# Aim of the task
Copy each line of the listing below that contains the string "shorts", matching case exactly.

# Data excerpts
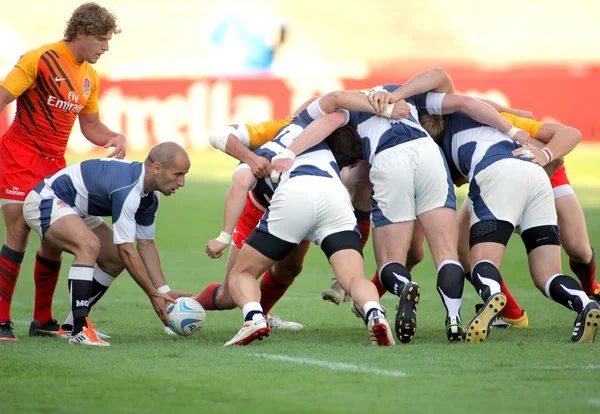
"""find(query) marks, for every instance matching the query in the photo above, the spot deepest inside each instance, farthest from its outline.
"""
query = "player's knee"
(490, 231)
(415, 255)
(535, 237)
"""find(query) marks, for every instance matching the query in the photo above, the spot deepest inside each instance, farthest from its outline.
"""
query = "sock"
(80, 286)
(380, 288)
(371, 306)
(45, 275)
(10, 265)
(512, 309)
(586, 273)
(100, 285)
(486, 279)
(450, 285)
(363, 219)
(271, 290)
(252, 311)
(566, 291)
(393, 276)
(207, 297)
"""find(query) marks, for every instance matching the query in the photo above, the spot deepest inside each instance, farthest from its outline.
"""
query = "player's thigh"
(392, 175)
(291, 266)
(292, 213)
(463, 235)
(359, 186)
(490, 189)
(541, 208)
(544, 262)
(16, 228)
(334, 211)
(433, 186)
(441, 231)
(391, 242)
(416, 251)
(108, 258)
(573, 229)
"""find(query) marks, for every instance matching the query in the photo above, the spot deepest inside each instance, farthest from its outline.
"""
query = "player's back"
(473, 146)
(96, 187)
(51, 90)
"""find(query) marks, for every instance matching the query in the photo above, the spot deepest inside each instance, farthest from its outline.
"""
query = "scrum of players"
(387, 158)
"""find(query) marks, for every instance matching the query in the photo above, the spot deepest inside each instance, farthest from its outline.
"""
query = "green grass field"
(329, 367)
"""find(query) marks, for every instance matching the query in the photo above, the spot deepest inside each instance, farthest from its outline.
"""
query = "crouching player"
(58, 207)
(309, 202)
(490, 161)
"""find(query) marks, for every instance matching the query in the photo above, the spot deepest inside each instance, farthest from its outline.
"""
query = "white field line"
(334, 366)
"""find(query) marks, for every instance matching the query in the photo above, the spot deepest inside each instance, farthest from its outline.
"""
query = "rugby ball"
(186, 316)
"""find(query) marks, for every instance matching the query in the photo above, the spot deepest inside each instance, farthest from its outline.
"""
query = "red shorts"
(22, 169)
(559, 177)
(249, 220)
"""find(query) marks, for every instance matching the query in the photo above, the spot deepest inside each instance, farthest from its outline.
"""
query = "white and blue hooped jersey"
(316, 161)
(472, 146)
(379, 133)
(107, 187)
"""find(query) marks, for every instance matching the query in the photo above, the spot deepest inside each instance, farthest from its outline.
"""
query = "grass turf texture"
(328, 367)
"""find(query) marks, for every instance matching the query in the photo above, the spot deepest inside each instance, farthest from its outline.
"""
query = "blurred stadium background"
(182, 67)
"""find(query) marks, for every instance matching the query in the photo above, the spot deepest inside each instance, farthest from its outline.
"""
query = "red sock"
(586, 273)
(45, 275)
(207, 297)
(363, 218)
(271, 290)
(10, 265)
(380, 289)
(512, 309)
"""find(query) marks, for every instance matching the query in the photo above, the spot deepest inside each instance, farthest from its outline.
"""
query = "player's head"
(345, 145)
(166, 166)
(89, 29)
(435, 125)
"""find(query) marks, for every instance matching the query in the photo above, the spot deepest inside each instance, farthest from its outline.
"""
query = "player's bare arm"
(243, 181)
(501, 108)
(97, 133)
(5, 98)
(151, 259)
(433, 80)
(553, 141)
(137, 270)
(482, 112)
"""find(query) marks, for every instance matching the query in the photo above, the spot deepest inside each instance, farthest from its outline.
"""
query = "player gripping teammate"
(58, 207)
(53, 84)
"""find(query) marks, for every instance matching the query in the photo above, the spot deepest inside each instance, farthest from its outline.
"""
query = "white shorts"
(40, 213)
(515, 191)
(309, 207)
(408, 180)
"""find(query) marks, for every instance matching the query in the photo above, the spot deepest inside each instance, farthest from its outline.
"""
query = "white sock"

# Task solution
query = "red shorts"
query = "white shorts"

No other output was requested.